*TASKS AND EXERCISES*.
(1) In the blog post about choosing a baby name, where did most of the writer's ancestors come from?
(2) Reproduce word for word the part of the baby-name blog post starting at "Readiness Report: What’s" and ending at "longer a contender.".
(3) Write the next part of the blog post about choosing a baby name, continuing on from its last sentence.

*TEXT PROVIDED*.

■ ■ ■

Category Archives: Parenthood

Readiness Report: What’s in a name?

Over the years, Laura and I have discussed the topic of baby names several times. Since early in our relationship, Laura had favored the names “Olivia” and “Luke.” However, a few years ago it seemed that everyone was naming their baby girl “Olivia,” and the name lost some of its appeal to us. Shortly after we found out Laura was pregnant, I asked her if she was still considering “Luke” as a boy’s name. Truth be told, that name had also lost its appeal for me. I was relieved when Laura replied that it was no longer a contender.

We then had a couple of long conversations about new alternatives for naming the baby. As is fairly common, we agreed that the name (or, at the very least, part of it) should have some ethnic/cultural significance to both the Johnson and Sperry families. Laura’s mother is Colombian, and her paternal grandmother’s family is Scandinavian. Most of my ancestors hailed from Finland. Unfortunately, our combined family trees did not yield any one name with which we could honor both clans. Simply glancing at the range of family surnames (Garzon, Peña, Sperry, Carlson, and Johnson, Komula, Niemi, Mikkola) reveals that there’s not bound to be a lot of common ground. Thus, the task before us was daunting. Learning that the baby is a boy should have simplified matters, but we still had no real starting point. Yet it remained of primary importance to us both that we instill our son with a sense of his varied lineage.

Whatever we chose, Laura decided early on that we wouldn’t tell anyone until after the baby was born. She didn’t want our selection to be criticized or second-guessed by friends and family, as often occurs. By keeping the name a secret, Laura hoped to eliminate any opportunity for debate until it was too late – once the child is born and officially named by his parents, who would dare quibble with us?

The logic sounded reasonable, at first, but it turns out that there are a lot of people who really want to know what our son’s name will be. They have tried, through straightforward questioning and downright trickery to get us to reveal the name. “I want to monogram his gift,” they said. Or a simple, “so, what’s the baby’s name?” interjected into an entirely unrelated conversation. It was as though our friends and family had turned into starving dogs, and Laura and I had the last soup bone left on the planet. Well, in these final days, our collective resolve has weakened. We’ve decided that there is no harm in revealing the name now, but no one — be they blood or not — will convince us to change the name we so painstakingly selected.

■ ■ ■

*MATERIAL*.
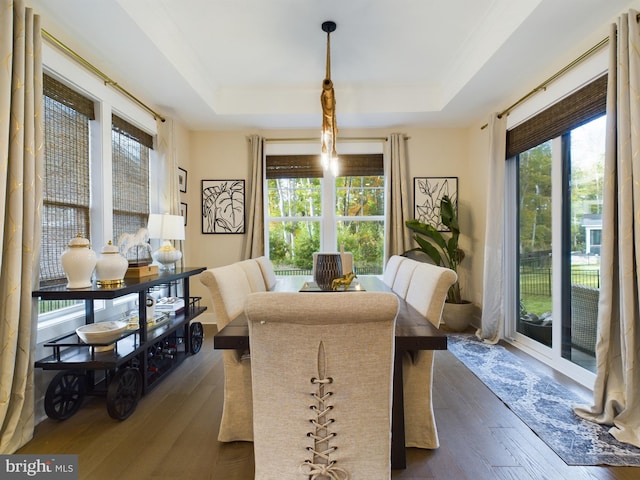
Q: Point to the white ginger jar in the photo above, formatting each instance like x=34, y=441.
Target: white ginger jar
x=111, y=267
x=78, y=262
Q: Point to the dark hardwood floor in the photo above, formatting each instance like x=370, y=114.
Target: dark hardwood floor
x=172, y=434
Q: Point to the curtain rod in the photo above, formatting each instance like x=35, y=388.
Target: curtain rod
x=103, y=76
x=316, y=139
x=544, y=84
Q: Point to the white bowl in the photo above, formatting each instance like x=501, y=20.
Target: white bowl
x=102, y=332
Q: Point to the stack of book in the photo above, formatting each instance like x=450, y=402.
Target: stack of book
x=170, y=305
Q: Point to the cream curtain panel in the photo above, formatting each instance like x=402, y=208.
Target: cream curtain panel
x=254, y=239
x=493, y=276
x=21, y=168
x=398, y=205
x=617, y=386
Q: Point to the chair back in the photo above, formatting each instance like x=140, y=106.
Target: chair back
x=268, y=272
x=322, y=367
x=428, y=289
x=228, y=287
x=403, y=276
x=391, y=269
x=254, y=274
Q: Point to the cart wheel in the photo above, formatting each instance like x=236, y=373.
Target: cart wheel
x=123, y=393
x=196, y=333
x=64, y=395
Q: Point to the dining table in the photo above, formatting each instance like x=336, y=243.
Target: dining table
x=413, y=332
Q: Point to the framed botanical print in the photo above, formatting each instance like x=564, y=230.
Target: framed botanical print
x=182, y=179
x=223, y=206
x=427, y=194
x=183, y=212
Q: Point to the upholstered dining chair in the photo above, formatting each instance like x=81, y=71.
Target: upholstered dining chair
x=229, y=288
x=322, y=370
x=391, y=268
x=403, y=276
x=254, y=274
x=426, y=293
x=268, y=272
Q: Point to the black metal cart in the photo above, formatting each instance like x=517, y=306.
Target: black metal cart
x=139, y=359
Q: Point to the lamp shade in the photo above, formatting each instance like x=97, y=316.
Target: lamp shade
x=166, y=227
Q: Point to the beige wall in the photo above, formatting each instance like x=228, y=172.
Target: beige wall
x=432, y=152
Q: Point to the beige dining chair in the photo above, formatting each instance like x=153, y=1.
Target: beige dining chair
x=322, y=371
x=391, y=269
x=426, y=293
x=403, y=276
x=268, y=272
x=254, y=274
x=229, y=288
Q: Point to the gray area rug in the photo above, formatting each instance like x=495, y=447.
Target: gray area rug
x=545, y=406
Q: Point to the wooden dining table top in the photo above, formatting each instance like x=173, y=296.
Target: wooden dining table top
x=413, y=330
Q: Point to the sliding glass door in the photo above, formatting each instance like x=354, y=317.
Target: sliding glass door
x=560, y=246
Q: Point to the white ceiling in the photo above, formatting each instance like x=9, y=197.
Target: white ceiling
x=259, y=64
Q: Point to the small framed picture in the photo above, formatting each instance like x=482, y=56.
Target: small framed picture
x=223, y=206
x=183, y=212
x=427, y=194
x=182, y=179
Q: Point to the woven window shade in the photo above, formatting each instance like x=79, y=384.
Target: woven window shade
x=577, y=109
x=309, y=166
x=66, y=190
x=134, y=133
x=130, y=167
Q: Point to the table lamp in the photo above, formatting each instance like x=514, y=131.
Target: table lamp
x=166, y=227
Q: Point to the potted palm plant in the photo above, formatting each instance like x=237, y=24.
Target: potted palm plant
x=443, y=250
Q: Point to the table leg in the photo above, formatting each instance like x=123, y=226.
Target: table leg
x=398, y=451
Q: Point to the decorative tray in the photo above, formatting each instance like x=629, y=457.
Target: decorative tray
x=313, y=287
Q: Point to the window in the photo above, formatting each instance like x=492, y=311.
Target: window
x=66, y=194
x=559, y=158
x=78, y=197
x=309, y=210
x=130, y=167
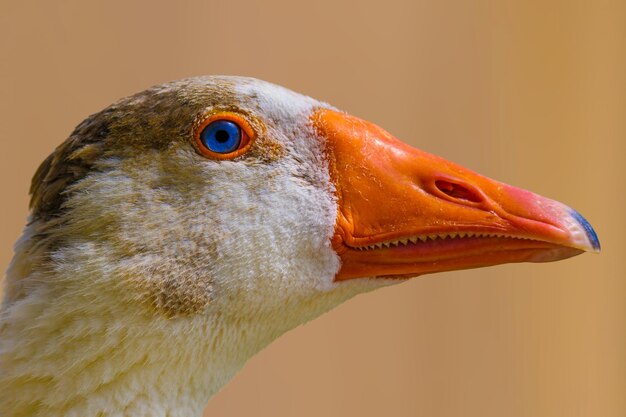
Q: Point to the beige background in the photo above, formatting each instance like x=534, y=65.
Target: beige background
x=529, y=92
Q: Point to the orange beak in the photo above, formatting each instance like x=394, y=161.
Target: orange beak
x=404, y=212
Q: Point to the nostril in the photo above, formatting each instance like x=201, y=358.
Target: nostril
x=458, y=191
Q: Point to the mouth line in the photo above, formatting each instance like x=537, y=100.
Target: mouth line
x=436, y=239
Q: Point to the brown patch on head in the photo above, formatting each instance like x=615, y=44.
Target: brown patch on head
x=184, y=294
x=158, y=118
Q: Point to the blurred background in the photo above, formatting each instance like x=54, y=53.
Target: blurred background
x=532, y=93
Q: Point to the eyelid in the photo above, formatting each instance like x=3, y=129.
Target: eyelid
x=248, y=135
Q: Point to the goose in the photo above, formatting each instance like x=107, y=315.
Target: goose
x=180, y=230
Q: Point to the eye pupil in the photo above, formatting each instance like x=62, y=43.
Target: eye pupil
x=221, y=136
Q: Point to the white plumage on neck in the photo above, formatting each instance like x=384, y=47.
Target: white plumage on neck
x=168, y=272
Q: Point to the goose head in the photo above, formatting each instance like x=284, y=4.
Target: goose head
x=180, y=230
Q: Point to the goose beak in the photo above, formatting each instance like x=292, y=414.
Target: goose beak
x=404, y=212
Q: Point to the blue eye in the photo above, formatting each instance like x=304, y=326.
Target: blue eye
x=221, y=136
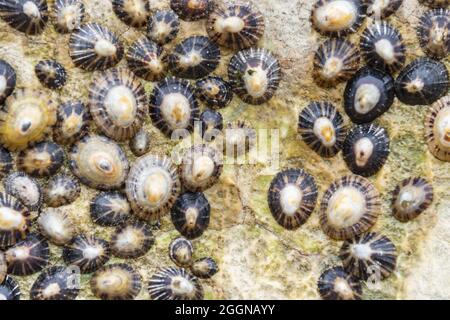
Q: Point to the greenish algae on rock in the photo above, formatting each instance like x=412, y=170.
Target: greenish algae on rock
x=257, y=258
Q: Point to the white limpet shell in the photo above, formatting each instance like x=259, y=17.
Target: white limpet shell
x=56, y=225
x=152, y=186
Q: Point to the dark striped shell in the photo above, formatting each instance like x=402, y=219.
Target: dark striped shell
x=192, y=10
x=336, y=18
x=382, y=47
x=237, y=25
x=349, y=207
x=28, y=256
x=72, y=122
x=55, y=283
x=369, y=256
x=68, y=15
x=26, y=118
x=195, y=57
x=336, y=284
x=134, y=13
x=433, y=33
x=322, y=128
x=163, y=26
x=411, y=198
x=174, y=284
x=118, y=103
x=147, y=60
x=173, y=106
x=368, y=95
x=254, y=75
x=366, y=149
x=437, y=129
x=11, y=208
x=7, y=80
x=94, y=47
x=99, y=162
x=335, y=61
x=44, y=159
x=292, y=198
x=27, y=16
x=422, y=82
x=118, y=281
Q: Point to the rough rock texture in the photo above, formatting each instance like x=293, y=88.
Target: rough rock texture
x=257, y=258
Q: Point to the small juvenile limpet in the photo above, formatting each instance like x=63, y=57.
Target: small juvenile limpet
x=51, y=74
x=204, y=268
x=422, y=82
x=132, y=240
x=110, y=209
x=152, y=186
x=6, y=162
x=255, y=75
x=174, y=284
x=381, y=9
x=140, y=144
x=292, y=197
x=72, y=122
x=240, y=138
x=214, y=92
x=336, y=284
x=349, y=207
x=26, y=118
x=181, y=252
x=369, y=255
x=7, y=80
x=237, y=25
x=28, y=256
x=27, y=16
x=192, y=10
x=9, y=289
x=368, y=95
x=118, y=103
x=41, y=160
x=200, y=168
x=99, y=162
x=433, y=33
x=14, y=220
x=411, y=197
x=190, y=214
x=56, y=225
x=382, y=47
x=147, y=60
x=87, y=252
x=68, y=15
x=3, y=268
x=211, y=124
x=335, y=61
x=173, y=106
x=117, y=281
x=94, y=47
x=134, y=13
x=436, y=3
x=163, y=26
x=338, y=18
x=437, y=129
x=322, y=128
x=24, y=188
x=194, y=58
x=366, y=149
x=55, y=283
x=61, y=190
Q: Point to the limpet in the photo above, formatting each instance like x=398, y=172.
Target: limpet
x=292, y=197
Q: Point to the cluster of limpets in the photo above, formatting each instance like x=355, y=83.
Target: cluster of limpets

■ ■ ■

*EXERCISE ANSWERS*.
(1) Finland

(2)
Readiness Report: What’s in a name?

Over the years, Laura and I have discussed the topic of baby names several times. Since early in our relationship, Laura had favored the names “Olivia” and “Luke.” However, a few years ago it seemed that everyone was naming their baby girl “Olivia,” and the name lost some of its appeal to us. Shortly after we found out Laura was pregnant, I asked her if she was still considering “Luke” as a boy’s name. Truth be told, that name had also lost its appeal for me. I was relieved when Laura replied that it was no longer a contender.

(3)
The time between four home pregnancy tests returning positive results and the ultrasound was filled with baby conversations. At first, Laura wasn’t absolutely convinced that there was a person growing inside her, but that didn’t stop us from talking about it. A day or two before the ultrasound, we were having dinner at The San Francisco Oven and we returned to the subject of names. We both threw out a few suggestions, but nothing stuck. The difficulty of finding the perfect combination of first and middle names that would resonate with our respective families was proving all but impossible to overcome. We mulled over middle names starting with our fathers and my mother (Laura’s mother has no middle name), then going back to grandparents, great-grandparents, and so on. Laura has spent significant time researching her genealogy over the last few years, so she had a lot of names to choose from, whereas my knowledge of my own family tree only goes back a few generations.

After a good deal of discussion and a fair amount of frustration, we started over with yet another interesting strategy. We’d heard of some couples combining their first names to form an entirely unique name — an acquaintance named “Jonobie” (whose name is a combination of “Jon” and “Obie,” both of which I’m probably spelling incorrectly [EDIT: See comments for correct spelling.]) comes to mind. Also, Laura had a friend in grade school named “Rhonda” whose parents were Ron and Linda. Alas, “Laura” and “Kris” don’t easily combine to form anything. Once again, we traversed our family trees to see if some combination would create something that we liked. Unfortunately, nothing was working. “Zorandra” and “Wilhold” (i.e., Zoraida/Sandra, Wilhart/Harold) and the dozen or so other namemorphs we came up with sounded like monikers from a bad science fiction movie or, even worse, a Dungeons & Dragons gaming manual.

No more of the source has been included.